(Mask labeling examples)
• • • • •
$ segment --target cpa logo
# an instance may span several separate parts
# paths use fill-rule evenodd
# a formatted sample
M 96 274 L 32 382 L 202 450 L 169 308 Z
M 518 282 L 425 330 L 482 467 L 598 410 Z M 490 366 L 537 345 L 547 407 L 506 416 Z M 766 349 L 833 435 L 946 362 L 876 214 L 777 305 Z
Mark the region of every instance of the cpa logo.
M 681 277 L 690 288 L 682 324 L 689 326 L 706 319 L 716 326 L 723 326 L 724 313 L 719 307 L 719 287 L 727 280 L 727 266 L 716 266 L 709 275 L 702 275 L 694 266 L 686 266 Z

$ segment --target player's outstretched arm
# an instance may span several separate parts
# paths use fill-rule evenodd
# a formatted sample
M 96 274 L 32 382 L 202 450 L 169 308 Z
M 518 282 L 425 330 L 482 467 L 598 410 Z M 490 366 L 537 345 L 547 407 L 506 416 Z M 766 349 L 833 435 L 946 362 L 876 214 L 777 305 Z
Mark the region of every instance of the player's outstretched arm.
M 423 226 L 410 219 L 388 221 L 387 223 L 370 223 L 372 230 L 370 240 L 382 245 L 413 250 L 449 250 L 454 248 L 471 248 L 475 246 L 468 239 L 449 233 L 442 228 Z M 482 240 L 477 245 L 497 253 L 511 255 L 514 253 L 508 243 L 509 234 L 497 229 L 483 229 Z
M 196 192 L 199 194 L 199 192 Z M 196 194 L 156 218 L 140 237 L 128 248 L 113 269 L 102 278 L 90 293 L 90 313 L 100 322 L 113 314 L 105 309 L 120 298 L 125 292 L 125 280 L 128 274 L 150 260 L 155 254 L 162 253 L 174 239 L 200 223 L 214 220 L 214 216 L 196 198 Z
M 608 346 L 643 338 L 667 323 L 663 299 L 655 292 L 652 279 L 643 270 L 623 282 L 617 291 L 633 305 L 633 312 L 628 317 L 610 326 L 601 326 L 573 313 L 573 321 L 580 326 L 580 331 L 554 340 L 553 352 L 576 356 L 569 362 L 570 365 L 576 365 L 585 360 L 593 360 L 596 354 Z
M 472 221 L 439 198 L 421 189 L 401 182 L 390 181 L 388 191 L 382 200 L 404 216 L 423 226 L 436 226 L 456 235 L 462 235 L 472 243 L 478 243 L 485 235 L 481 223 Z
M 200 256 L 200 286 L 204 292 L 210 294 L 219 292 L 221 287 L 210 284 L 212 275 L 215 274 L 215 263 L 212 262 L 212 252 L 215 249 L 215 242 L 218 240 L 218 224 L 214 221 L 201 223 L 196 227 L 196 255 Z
• • • • •
- Problem: Reproduce every item above verbatim, line for line, with no changes.

- Output of the task:
$ segment --target cpa logo
# an instance may span several separate parts
# paths use fill-rule evenodd
# a formatted sample
M 96 274 L 32 382 L 202 450 L 169 308 Z
M 518 282 L 425 330 L 482 467 L 598 410 Z M 490 366 L 537 345 L 547 407 L 506 416 Z M 766 349 L 833 435 L 946 362 L 876 214 L 777 305 Z
Mark the region of every instance of the cpa logo.
M 681 277 L 690 288 L 682 324 L 689 326 L 706 319 L 716 326 L 723 326 L 724 313 L 719 307 L 719 287 L 727 280 L 727 266 L 716 266 L 709 275 L 702 275 L 694 266 L 686 266 Z

$ segment --target player's outstretched arm
# an instance may span several separate parts
# paths use fill-rule evenodd
# a formatted sample
M 96 274 L 32 382 L 202 450 L 169 308 Z
M 518 282 L 425 330 L 482 467 L 598 410 Z M 490 366 L 537 345 L 547 407 L 506 416 Z M 766 349 L 833 435 L 946 362 L 876 214 L 777 305 Z
Mark the region of every instance of the player's outstretched arm.
M 423 226 L 410 219 L 388 221 L 387 223 L 370 223 L 372 230 L 370 240 L 382 245 L 413 250 L 449 250 L 454 248 L 471 248 L 475 246 L 468 239 L 449 233 L 442 228 Z M 482 240 L 477 245 L 497 253 L 511 255 L 514 253 L 508 243 L 509 234 L 497 229 L 483 229 Z
M 196 192 L 199 194 L 199 192 Z M 196 194 L 156 218 L 140 237 L 128 248 L 113 269 L 102 278 L 90 293 L 90 313 L 100 322 L 113 314 L 105 309 L 120 298 L 125 292 L 125 280 L 128 274 L 150 260 L 155 254 L 162 253 L 174 239 L 200 223 L 214 220 L 214 216 L 196 198 Z
M 608 346 L 643 338 L 667 323 L 663 299 L 655 292 L 652 279 L 643 270 L 623 282 L 617 291 L 633 305 L 633 312 L 628 317 L 610 326 L 601 326 L 573 313 L 573 321 L 580 326 L 580 331 L 554 340 L 553 352 L 576 356 L 569 362 L 570 365 L 576 365 L 585 360 L 593 360 L 596 354 Z
M 472 221 L 439 198 L 421 189 L 401 182 L 390 181 L 388 191 L 382 200 L 404 216 L 423 226 L 436 226 L 456 235 L 462 235 L 472 243 L 478 243 L 485 235 L 481 223 Z
M 200 256 L 200 286 L 204 292 L 210 294 L 219 292 L 221 287 L 210 284 L 212 275 L 215 274 L 215 263 L 212 262 L 212 252 L 215 249 L 215 242 L 218 240 L 218 224 L 214 221 L 201 223 L 196 227 L 196 255 Z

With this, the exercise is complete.